ЗАДАНИЕ » Повторите дословно строки листинга: от строки, содержащей «Given the photograph above, this system identifies the shower», до строки, содержащей «354,222,522,426», включая обе эти строки.
+++
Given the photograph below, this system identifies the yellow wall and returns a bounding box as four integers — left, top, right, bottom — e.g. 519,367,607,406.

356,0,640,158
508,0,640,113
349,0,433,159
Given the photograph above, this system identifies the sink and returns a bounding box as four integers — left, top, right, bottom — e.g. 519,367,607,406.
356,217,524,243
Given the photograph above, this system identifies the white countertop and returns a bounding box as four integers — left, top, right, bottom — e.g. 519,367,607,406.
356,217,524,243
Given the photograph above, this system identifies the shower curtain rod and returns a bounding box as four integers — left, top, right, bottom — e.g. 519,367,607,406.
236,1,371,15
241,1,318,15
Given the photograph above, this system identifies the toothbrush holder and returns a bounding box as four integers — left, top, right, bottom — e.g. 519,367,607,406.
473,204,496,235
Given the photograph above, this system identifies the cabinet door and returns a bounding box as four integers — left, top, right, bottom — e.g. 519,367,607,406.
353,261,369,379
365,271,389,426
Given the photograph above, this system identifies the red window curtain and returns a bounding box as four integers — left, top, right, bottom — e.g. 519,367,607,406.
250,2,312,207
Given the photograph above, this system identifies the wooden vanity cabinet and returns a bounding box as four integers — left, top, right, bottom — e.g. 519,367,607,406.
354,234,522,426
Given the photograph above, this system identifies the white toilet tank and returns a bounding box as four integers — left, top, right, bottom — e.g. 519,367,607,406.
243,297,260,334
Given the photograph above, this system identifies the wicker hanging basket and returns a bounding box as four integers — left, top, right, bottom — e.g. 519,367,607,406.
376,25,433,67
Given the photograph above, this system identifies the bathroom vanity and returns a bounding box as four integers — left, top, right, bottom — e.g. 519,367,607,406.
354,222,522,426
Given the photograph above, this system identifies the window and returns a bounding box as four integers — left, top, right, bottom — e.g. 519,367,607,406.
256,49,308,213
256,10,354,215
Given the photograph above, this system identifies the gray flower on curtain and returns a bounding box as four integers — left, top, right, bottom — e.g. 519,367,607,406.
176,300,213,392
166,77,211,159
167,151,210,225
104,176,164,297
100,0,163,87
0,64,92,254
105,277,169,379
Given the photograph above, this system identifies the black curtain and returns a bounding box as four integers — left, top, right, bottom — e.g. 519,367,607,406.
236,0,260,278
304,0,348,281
+++
В ОТВЕТ »
Given the photograph above, this system identifies the shower curtain rod and returns a bounding box as four integers — left, top, right, bottom — e.g. 519,367,607,406.
236,1,371,15
241,1,318,15
Given the photograph above, this system identifies the toothbrush holder and returns a bounding box as four integers — left, top, right, bottom — e.g. 519,367,607,406.
473,204,496,235
Given the photograph above, this system identifies the cabinet door and returns a bounding box as four integers — left, top, right, bottom — e.g. 519,367,607,406.
353,261,369,379
365,271,389,426
Given the photograph above, this system identifies the red window curtain and returns a bounding box as four integers — left, top, right, bottom — e.g. 519,367,607,406.
250,2,312,207
Given the photograph above, this system identifies the wooden vanity cabinet and returns a bounding box as four integers — left, top, right, bottom — e.g. 519,367,607,406.
354,234,522,426
Given the photograph above, this system identifies the white toilet tank and returns a bounding box as four integers — left, top, right, bottom — e.g. 519,367,607,406.
243,297,260,334
Given the photograph above, this system identifies the wicker hanging basket and returns a bounding box as four integers — left, top, right, bottom — e.g. 519,367,607,406.
376,25,433,67
Given the photograph above, this system identifies the bathroom vanity and returns a bounding box as four integers — left, top, right, bottom — e.g. 519,367,607,406.
354,222,522,426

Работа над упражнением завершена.